__Your objective__
Please gather and copy every row below that contains the word "gray". Only matches with the same letter case count.

(Stored dataset items)
________________________

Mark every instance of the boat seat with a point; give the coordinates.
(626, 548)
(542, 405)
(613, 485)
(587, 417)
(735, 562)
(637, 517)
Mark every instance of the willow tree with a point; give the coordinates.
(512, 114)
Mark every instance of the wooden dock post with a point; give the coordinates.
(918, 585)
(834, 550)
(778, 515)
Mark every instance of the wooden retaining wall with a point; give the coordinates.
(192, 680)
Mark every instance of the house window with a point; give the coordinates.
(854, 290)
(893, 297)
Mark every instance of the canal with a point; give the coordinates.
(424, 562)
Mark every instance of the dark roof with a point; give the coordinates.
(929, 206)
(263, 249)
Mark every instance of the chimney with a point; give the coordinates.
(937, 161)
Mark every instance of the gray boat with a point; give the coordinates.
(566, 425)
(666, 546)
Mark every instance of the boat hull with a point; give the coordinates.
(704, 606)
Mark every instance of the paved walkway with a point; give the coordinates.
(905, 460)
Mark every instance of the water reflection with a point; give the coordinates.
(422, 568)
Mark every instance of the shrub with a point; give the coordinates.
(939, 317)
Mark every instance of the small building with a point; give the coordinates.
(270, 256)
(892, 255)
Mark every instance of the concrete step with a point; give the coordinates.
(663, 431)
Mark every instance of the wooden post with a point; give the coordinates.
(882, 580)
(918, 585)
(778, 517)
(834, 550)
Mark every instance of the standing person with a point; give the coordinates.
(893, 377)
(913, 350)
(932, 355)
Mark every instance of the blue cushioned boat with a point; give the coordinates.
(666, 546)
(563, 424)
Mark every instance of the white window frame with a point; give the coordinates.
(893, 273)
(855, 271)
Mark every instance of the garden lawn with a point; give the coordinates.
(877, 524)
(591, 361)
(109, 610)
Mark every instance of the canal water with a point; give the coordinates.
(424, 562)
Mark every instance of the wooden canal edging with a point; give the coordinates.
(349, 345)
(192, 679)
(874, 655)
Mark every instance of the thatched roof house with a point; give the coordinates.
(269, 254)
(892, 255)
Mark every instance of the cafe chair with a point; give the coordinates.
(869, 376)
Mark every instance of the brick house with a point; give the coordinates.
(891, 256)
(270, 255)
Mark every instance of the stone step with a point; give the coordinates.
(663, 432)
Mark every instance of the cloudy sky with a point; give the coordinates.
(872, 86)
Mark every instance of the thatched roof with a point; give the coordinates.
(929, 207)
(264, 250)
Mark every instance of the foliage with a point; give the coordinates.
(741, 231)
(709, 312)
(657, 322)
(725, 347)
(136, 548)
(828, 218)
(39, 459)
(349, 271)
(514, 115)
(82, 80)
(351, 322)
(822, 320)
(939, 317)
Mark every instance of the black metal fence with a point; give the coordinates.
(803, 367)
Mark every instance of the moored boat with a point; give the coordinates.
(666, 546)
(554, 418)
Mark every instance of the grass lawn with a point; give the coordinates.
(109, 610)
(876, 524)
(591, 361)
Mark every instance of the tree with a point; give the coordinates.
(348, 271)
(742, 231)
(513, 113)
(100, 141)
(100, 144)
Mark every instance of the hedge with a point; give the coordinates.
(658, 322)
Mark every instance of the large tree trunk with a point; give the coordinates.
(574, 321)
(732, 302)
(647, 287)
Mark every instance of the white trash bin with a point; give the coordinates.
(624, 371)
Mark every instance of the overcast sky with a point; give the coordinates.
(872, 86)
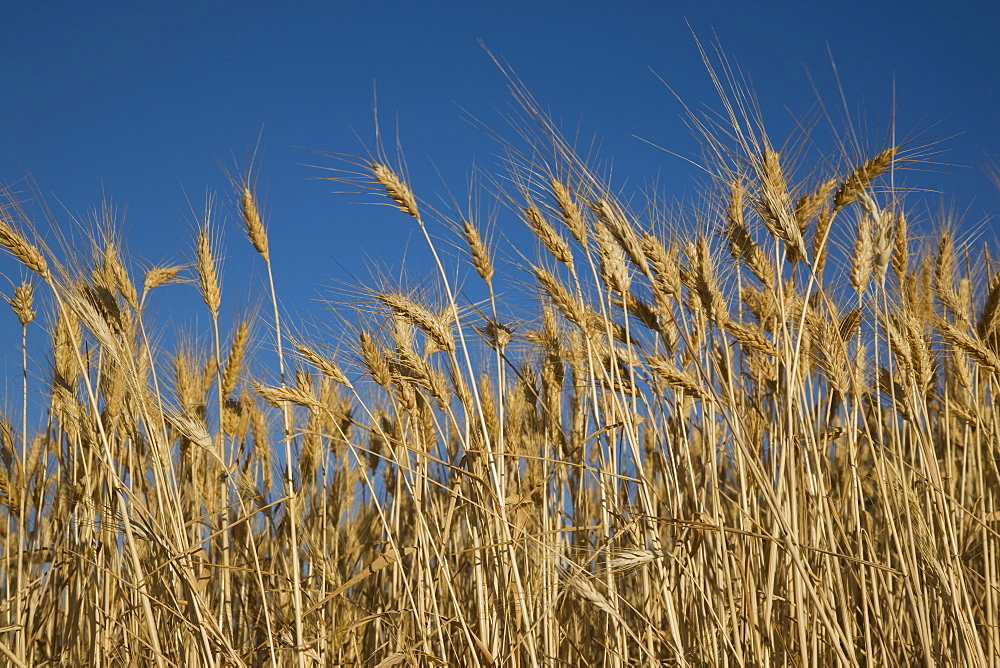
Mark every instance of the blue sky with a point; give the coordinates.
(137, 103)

________________________

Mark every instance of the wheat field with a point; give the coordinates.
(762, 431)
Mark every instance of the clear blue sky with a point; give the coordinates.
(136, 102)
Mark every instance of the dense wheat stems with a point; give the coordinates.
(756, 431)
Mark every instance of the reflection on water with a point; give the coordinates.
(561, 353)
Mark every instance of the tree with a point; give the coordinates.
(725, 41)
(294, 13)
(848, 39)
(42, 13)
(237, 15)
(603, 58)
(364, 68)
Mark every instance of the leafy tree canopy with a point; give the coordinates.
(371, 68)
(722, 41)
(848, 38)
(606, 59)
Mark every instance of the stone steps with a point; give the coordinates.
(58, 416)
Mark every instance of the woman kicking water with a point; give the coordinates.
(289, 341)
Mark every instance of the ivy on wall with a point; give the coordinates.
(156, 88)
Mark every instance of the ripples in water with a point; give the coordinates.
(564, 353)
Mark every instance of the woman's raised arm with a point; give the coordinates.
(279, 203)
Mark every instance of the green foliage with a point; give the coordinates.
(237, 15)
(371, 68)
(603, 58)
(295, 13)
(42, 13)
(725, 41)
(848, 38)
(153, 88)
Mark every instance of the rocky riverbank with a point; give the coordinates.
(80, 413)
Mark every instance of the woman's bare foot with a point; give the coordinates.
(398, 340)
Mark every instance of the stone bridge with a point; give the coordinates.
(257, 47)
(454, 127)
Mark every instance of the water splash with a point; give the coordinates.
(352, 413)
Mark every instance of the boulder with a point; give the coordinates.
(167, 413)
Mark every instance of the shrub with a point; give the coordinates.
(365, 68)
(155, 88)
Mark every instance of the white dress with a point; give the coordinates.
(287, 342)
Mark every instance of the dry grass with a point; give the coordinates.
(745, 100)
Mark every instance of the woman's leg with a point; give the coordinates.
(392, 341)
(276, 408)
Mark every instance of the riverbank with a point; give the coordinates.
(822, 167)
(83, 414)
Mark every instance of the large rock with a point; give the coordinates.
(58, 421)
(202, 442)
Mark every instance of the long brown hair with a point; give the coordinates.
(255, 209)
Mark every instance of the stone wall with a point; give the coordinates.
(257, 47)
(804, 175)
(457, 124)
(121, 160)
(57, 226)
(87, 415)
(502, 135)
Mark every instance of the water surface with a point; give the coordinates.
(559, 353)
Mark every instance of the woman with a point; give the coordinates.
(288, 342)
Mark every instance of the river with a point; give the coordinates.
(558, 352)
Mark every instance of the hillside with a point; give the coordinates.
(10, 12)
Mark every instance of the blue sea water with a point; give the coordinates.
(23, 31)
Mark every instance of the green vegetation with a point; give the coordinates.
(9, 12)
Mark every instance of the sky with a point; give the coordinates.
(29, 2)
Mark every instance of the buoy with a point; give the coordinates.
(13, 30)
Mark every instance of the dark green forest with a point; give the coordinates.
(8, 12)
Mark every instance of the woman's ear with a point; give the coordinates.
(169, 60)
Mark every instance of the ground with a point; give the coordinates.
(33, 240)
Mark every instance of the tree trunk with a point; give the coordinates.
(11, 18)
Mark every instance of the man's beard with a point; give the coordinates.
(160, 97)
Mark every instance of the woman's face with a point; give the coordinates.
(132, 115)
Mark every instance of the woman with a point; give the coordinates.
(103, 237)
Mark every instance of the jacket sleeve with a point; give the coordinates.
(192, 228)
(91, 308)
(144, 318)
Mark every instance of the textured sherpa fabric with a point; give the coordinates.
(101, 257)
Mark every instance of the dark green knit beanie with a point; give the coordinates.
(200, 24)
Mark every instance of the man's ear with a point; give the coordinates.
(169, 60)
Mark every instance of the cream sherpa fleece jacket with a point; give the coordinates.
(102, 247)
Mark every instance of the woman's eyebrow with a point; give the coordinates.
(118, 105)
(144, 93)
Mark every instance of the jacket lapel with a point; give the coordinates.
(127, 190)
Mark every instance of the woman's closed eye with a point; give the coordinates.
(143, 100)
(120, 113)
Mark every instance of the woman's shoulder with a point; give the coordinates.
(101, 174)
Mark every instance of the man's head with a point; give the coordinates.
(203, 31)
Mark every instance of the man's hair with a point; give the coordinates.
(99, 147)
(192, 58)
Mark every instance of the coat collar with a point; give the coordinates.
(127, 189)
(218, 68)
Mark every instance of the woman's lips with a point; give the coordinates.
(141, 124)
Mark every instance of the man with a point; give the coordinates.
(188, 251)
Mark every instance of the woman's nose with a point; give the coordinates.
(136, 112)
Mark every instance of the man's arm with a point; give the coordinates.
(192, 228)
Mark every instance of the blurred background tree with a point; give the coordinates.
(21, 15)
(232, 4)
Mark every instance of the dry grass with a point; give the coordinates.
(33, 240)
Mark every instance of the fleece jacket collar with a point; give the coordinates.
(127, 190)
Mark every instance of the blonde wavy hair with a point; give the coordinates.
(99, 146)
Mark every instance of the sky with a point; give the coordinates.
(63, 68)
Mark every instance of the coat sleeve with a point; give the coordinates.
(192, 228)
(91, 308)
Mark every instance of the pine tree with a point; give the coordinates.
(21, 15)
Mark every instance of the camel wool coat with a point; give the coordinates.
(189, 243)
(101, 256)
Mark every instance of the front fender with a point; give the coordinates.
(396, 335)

________________________

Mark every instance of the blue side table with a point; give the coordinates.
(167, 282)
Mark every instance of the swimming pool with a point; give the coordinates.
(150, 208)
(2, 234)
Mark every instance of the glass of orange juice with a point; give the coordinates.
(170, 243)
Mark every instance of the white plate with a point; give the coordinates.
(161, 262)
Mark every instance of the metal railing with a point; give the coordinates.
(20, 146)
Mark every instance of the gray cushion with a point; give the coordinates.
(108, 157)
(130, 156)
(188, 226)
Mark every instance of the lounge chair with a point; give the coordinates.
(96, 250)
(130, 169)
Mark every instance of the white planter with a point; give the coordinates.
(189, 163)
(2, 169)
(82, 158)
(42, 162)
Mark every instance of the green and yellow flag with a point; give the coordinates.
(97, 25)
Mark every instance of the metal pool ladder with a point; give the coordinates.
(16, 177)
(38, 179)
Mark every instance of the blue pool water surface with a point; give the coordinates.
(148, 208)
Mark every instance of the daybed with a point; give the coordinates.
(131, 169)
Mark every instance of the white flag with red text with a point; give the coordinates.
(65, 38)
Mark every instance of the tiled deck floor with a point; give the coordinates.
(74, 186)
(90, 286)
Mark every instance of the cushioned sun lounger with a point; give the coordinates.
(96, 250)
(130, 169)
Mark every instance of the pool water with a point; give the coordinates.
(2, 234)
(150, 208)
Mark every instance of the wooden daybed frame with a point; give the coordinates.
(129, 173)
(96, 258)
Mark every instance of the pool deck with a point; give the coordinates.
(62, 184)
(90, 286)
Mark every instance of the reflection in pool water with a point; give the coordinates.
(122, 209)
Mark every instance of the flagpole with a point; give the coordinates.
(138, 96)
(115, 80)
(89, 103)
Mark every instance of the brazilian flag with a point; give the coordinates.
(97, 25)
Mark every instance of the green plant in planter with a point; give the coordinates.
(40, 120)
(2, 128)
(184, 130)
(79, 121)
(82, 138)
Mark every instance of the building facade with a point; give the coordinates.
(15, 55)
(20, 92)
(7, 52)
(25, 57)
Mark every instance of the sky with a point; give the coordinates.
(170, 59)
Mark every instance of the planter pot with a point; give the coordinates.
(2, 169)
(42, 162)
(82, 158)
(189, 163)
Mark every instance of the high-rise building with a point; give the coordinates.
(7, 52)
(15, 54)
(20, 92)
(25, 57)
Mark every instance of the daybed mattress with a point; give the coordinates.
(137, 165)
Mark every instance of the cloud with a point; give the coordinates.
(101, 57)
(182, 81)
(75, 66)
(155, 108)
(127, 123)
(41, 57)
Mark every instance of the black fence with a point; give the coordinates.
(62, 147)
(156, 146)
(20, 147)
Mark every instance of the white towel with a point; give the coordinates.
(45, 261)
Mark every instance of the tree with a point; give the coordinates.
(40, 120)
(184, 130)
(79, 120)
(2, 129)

________________________

__Task result__
Mark every instance of the gray boat with a point; give the coordinates.
Mark every instance of the gray cushion with a point; give the coordinates.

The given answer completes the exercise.